** START Supplied passage **
# Fluval stratum substrate... will HC grow in this? Or should I rip up before too late



## Onenobee (Aug 16, 2011)

I have a tank with Seachem Black Flourite, topped with Fluval Plant Stratum. Since the HC was not very long; when I started to plant it, I could not get it far enough into the substrate passed the Fluval Stratum to the flourite. When the HC started to grow in/spread out, I tried to a add few other plants in and as soon as I started to touch the HC, chucks of it started to float to the top. Tried to put the HC that floated up back into the substrate, the more chucks started to float up. 

So I planted what I could and move the rest of the HC into a 2.5 gallon tank I just started. This time I am using some cheaper stuff Flora Max for the bottom of my substrate. Planted the HC into this substrate. Waiting a bit and then will be topping off with some Fluval Shrimp Stratum (going to be a shrimp tank). I hope this works better.


----------



## somewhatshocked (Aug 8, 2011)

HC will grow fine in Fluval stratum.

See this journal for proof.


----------



## TLE041 (Jan 16, 2010)

I failed miserably when I attempted to grow an HC carpet in Fluval Stratum. 90% of the plants I just planted ended up floating in the water the next day. I throttled down my canister filter to minimize the current but that didn't make a difference. After a week of replanting it everyday, I gave up. 

I scooped all the FS that I added and replaced it with Aquasoil (powder type). Made a HUGE difference. The FS is just too large in size and too light.




somewhatshocked said:


> HC will grow fine in Fluval stratum.
> 
> See this journal for proof.


You used the dry start method whereas the OP isn't. That's totally different.


----------



## tbarabash (May 18, 2011)

I guess I know what I'm doing tomorrow haha. Oh well... Question also. Right now I just have a 30" aquatic life t5ho 2x24 sitting on my lid. I was assuming his may not be enough and some upgrading would be required and if I bought a second fixture making 4x24 would this be adequate to hit the bottom of the tank with high light? I would be fertilizing and co2 appropriately. 15 or so inch to substrate


----------



## somewhatshocked (Aug 8, 2011)

TLE041 said:


> You used the dry start method whereas the OP isn't. That's totally different.


Unless there's crazy powerful flow, there's not much difference. HC will root rather well after about 2-3 days with proper lighting/ferts/CO2.

I've also grown HC in both types of Fluval stratum with fully flooded tanks. Have even re-planted tons of it in the dry start tank I linked, as well. It just takes small pinsettes to get the roots deep enough into the substrate. Same with Aquasoil or Eco-Complete.


----------
** END Supplied passage **
** START Data supplied **
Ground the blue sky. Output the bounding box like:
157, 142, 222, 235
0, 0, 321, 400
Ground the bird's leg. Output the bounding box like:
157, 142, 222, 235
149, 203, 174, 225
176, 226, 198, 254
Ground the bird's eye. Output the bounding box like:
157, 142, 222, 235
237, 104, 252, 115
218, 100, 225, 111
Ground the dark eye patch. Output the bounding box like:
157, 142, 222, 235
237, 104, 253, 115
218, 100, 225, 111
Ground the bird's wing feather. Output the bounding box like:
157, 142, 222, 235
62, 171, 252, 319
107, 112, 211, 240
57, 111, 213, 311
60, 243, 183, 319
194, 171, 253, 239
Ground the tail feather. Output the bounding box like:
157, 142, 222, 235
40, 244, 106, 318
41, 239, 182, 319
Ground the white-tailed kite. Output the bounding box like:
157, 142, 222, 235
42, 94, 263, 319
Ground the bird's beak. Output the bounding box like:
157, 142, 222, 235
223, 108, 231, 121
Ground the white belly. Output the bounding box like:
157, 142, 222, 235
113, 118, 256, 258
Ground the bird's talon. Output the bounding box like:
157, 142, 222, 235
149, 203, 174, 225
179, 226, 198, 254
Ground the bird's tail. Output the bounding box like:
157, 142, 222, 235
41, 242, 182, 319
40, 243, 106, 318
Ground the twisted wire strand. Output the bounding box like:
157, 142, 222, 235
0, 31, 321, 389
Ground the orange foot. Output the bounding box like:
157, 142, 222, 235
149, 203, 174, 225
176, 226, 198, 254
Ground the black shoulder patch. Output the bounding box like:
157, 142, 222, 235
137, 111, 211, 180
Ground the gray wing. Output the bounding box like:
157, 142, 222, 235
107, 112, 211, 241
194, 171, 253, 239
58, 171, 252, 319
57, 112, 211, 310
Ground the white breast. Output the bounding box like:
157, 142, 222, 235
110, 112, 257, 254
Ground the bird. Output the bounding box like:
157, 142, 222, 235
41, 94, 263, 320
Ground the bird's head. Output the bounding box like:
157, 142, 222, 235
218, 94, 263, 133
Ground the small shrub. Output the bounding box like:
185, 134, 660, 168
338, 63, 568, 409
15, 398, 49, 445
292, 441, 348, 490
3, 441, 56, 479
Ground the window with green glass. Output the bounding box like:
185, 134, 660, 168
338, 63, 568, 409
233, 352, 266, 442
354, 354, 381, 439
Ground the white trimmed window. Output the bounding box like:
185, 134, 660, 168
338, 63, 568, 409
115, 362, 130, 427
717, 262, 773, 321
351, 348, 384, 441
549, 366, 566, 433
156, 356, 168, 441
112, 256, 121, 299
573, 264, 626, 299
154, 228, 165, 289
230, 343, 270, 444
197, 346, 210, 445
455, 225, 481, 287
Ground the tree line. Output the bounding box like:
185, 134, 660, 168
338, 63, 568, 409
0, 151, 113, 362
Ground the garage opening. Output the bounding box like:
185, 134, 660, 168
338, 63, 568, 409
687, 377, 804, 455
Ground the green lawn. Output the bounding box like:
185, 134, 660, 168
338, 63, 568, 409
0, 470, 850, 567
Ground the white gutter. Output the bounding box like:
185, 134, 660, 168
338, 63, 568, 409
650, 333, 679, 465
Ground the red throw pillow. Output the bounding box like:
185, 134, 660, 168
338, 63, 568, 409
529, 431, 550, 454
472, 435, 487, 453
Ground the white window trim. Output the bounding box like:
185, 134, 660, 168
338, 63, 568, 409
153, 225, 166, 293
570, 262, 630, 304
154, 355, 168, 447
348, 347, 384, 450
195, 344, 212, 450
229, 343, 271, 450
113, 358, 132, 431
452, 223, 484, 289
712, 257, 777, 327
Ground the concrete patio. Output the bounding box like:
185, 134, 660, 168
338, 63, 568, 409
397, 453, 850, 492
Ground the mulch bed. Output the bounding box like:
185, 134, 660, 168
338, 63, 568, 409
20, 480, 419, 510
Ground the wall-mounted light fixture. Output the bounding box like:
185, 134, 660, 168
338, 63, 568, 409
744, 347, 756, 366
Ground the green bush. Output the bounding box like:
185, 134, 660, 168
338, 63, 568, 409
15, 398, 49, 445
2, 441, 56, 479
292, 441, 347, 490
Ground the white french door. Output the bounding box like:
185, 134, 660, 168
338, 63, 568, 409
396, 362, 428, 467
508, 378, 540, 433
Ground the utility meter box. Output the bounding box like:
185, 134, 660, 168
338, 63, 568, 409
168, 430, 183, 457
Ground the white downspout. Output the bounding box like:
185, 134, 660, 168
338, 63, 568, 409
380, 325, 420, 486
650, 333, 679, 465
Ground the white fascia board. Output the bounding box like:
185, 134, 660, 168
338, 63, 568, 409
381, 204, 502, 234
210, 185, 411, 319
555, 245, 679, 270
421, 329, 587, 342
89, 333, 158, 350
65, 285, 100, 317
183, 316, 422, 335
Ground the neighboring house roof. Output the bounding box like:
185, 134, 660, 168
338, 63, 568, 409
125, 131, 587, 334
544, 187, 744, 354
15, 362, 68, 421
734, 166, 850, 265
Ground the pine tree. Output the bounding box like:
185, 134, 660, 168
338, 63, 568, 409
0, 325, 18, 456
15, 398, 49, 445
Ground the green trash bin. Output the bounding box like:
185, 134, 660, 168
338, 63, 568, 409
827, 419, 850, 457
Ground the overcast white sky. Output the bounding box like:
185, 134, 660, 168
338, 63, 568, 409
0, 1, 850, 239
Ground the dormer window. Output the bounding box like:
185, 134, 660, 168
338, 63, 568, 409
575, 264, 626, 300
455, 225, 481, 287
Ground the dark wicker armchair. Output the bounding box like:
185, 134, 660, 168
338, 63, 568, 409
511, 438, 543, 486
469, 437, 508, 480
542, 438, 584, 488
** END Data supplied **
| Work to do |
- 1) In the forum thread about growing HC in Fluval Stratum, what did TLE041 use to replace the Fluval Stratum?
- 2) From the HC thread, print everything from "## Onenobee (Aug" down to "this works better.".

| Task responses |
- 1) Aquasoil (powder type).

- 2)
## Onenobee (Aug 16, 2011)

I have a tank with Seachem Black Flourite, topped with Fluval Plant Stratum. Since the HC was not very long; when I started to plant it, I could not get it far enough into the substrate passed the Fluval Stratum to the flourite. When the HC started to grow in/spread out, I tried to a add few other plants in and as soon as I started to touch the HC, chucks of it started to float to the top. Tried to put the HC that floated up back into the substrate, the more chucks started to float up. 

So I planted what I could and move the rest of the HC into a 2.5 gallon tank I just started. This time I am using some cheaper stuff Flora Max for the bottom of my substrate. Planted the HC into this substrate. Waiting a bit and then will be topping off with some Fluval Shrimp Stratum (going to be a shrimp tank). I hope this works better.